# [Page text]

+ + + + +

Also, with this partial victory, Mitarotonda was able to have the company agree to re-examine its real estate and capital obligations. It also agreed to close department stores that were underperforming and subject new locations to return on capital requirements. The activists had hoped Dillard’s would complete a sale-lease back of owned properties, a typical tactic considered by insurgents seeking to have corporations raise capital for other purposes such as stock buybacks or special dividends. Even though that didn’t happen, the company’s steps to put a razor eye on real estate is a step in the activists' direction.
And there is always next year. -- Ron Orol

Friday, March 28, 2008

Motorola Takes Steps to Appease Icahn

When it comes to activist campaigns at super-sized technology companies like Motorola Inc., patience is the name of the game, especially when you're Carl Icahn. The megatechnology company said Wednesday it will split into two independent, publicly traded companies, thus separating its struggling mobile-phone business from its broadband and mobility-solutions operations.
This, of course, is a large part of what Icahn wanted. But even with victory, Icahn continues to agitate for change at Motorola, whose stock is still in the doldrums at around $10 a share. Icahn wrote a letter to Motorola that despite its agreement to split the company up he still wants management to install a candidate, Keith Meister, he had put up for election to the board in a proxy contest. Meister directs funds controlled by Icahn. Icahn also raised questions about Motorola's decision to wait until 2009 to complete its breakup plans.
And this contest was not the first time Icahn pressed for changes at Motorola. Icahn started his public efforts in 2007 by launching a proxy contest to nominate a director candidate for the board of Motorola, which had a stock market capitalization at the time of $42 billion. Icahn lost his campaign, but it was close -- he received 717 million votes while the incumbent director attained 931 million.

+ + + + +

# [Supplied records]
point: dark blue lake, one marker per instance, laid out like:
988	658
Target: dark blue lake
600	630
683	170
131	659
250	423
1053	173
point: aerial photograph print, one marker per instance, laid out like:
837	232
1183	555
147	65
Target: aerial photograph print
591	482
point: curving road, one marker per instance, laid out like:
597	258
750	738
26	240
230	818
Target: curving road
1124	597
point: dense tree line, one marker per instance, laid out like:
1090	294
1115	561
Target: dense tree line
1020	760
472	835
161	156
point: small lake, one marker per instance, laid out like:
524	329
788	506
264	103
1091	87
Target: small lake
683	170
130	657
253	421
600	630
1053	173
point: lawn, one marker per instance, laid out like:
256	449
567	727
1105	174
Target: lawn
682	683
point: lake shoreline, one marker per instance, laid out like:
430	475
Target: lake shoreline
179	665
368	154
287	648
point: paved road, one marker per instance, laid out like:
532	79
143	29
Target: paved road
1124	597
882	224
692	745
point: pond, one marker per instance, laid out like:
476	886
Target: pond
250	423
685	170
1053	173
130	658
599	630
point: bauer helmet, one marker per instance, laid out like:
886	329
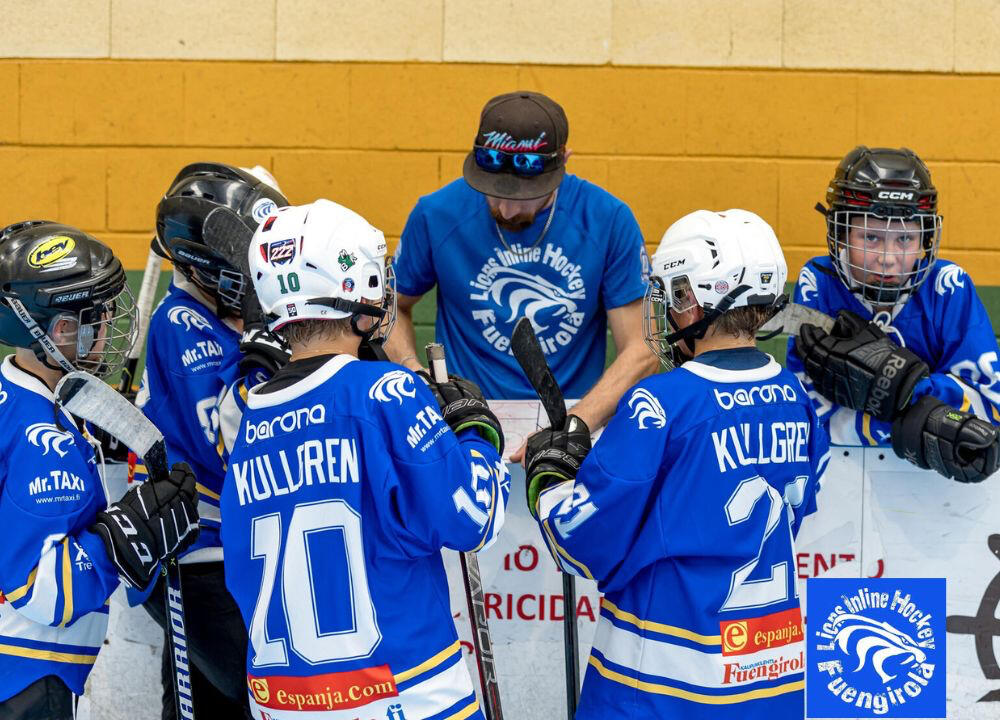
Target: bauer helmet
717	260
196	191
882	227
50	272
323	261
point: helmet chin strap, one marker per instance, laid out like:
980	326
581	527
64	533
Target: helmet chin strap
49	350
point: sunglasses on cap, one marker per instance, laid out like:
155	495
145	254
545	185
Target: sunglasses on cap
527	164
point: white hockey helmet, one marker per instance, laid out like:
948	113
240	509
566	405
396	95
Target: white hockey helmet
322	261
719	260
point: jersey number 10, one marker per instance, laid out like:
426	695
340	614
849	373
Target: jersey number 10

+ + + + +

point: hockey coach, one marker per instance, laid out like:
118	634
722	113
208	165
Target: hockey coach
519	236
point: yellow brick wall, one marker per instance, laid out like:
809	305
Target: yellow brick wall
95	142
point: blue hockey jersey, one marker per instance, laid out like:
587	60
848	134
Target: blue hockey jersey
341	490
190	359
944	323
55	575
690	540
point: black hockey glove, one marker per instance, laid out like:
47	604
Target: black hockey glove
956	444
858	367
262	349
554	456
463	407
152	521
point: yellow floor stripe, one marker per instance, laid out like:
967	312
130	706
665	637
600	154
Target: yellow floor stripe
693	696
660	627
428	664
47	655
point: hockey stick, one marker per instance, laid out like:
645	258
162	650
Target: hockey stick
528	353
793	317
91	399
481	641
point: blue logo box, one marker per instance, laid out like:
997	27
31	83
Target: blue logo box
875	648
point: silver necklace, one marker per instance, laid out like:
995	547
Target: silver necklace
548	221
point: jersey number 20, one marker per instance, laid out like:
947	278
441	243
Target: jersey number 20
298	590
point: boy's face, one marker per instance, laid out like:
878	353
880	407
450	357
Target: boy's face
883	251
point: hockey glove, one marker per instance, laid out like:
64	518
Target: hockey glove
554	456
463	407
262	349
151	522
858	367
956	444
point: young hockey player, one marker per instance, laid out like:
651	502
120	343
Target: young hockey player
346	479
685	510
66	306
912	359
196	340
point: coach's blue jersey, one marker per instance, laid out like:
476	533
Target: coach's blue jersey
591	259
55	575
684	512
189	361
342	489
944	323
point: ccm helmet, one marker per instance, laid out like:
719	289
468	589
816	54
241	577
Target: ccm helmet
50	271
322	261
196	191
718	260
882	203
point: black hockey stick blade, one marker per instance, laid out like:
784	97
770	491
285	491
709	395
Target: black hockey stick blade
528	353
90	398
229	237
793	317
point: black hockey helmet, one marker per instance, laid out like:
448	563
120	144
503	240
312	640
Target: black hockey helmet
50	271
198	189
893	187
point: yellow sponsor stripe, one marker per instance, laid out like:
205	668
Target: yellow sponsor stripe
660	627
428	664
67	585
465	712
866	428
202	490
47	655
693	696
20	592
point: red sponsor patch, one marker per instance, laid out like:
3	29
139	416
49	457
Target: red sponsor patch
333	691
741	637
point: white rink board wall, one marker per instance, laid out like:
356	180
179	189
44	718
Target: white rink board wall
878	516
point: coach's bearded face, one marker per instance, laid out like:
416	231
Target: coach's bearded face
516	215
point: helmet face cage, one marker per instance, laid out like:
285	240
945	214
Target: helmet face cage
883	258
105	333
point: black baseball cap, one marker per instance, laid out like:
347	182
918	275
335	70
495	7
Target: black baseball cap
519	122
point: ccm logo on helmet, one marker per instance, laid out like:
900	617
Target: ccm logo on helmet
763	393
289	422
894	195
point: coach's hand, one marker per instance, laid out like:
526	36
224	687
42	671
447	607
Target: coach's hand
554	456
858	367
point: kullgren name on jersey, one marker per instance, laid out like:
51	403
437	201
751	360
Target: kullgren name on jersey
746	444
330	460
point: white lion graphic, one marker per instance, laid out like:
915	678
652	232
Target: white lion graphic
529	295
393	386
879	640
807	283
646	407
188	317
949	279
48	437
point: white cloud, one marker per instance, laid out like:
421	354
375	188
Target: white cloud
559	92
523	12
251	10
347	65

+ + + + +

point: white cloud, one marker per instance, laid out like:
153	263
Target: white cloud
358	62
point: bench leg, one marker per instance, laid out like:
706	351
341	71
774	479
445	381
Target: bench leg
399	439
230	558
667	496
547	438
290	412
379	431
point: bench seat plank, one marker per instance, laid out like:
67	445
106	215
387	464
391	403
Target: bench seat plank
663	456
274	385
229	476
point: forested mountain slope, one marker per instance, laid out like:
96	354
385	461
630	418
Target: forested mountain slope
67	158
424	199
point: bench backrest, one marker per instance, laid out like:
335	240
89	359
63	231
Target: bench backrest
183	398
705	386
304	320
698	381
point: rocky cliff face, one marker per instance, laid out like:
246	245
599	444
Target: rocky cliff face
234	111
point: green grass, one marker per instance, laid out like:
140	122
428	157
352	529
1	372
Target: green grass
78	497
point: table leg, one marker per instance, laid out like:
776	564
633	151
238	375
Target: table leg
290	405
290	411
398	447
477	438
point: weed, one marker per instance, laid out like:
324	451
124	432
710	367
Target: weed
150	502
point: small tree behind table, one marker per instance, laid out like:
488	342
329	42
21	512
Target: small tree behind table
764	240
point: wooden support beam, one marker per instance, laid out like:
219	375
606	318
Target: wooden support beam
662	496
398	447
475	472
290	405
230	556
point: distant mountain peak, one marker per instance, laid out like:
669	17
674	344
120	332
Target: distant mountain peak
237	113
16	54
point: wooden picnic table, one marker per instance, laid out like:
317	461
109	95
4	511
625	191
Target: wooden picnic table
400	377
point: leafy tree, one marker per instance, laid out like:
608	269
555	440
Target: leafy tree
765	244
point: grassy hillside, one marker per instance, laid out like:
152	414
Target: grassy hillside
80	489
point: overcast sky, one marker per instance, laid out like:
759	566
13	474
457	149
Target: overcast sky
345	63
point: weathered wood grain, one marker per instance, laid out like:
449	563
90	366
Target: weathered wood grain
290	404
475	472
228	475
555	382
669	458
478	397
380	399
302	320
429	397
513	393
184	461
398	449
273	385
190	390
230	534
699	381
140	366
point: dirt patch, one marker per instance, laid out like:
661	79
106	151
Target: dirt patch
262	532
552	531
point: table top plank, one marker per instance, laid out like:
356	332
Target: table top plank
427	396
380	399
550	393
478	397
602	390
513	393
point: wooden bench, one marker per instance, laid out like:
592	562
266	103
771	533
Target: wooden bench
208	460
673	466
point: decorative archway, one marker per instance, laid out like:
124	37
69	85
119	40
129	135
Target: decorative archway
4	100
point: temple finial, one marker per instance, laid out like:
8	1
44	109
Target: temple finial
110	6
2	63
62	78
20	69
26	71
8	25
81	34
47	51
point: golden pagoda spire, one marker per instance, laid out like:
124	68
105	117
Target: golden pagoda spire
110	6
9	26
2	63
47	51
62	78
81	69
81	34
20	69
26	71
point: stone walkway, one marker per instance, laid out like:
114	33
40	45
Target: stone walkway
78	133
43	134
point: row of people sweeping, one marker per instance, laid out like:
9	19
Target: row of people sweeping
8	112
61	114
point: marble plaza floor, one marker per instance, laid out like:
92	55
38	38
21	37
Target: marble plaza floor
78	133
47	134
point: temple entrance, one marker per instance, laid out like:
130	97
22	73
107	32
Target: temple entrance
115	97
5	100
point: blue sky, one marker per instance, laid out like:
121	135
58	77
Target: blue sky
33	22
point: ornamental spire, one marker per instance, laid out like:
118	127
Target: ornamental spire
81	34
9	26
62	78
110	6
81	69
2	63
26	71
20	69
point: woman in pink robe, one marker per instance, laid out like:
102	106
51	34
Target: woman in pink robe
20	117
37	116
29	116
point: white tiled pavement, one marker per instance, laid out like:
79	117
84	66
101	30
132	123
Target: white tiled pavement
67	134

+ + + + +

# [What is being asked]
In two sentences, summarize the page text above.

# [Task result]
In a partial victory at Dillard's, Mitarotonda got the company to agree to re-examine its real estate and capital obligations, close underperforming department stores and subject new locations to return-on-capital requirements, although the sale-leaseback the activists had hoped for did not happen. Motorola said it will split into two independent, publicly traded companies, separating its mobile-phone business from its broadband and mobility-solutions operations, but Carl Icahn, who narrowly lost a proxy contest there in 2007, still wants his candidate Keith Meister on the board and has questioned the decision to wait until 2009 to complete the breakup.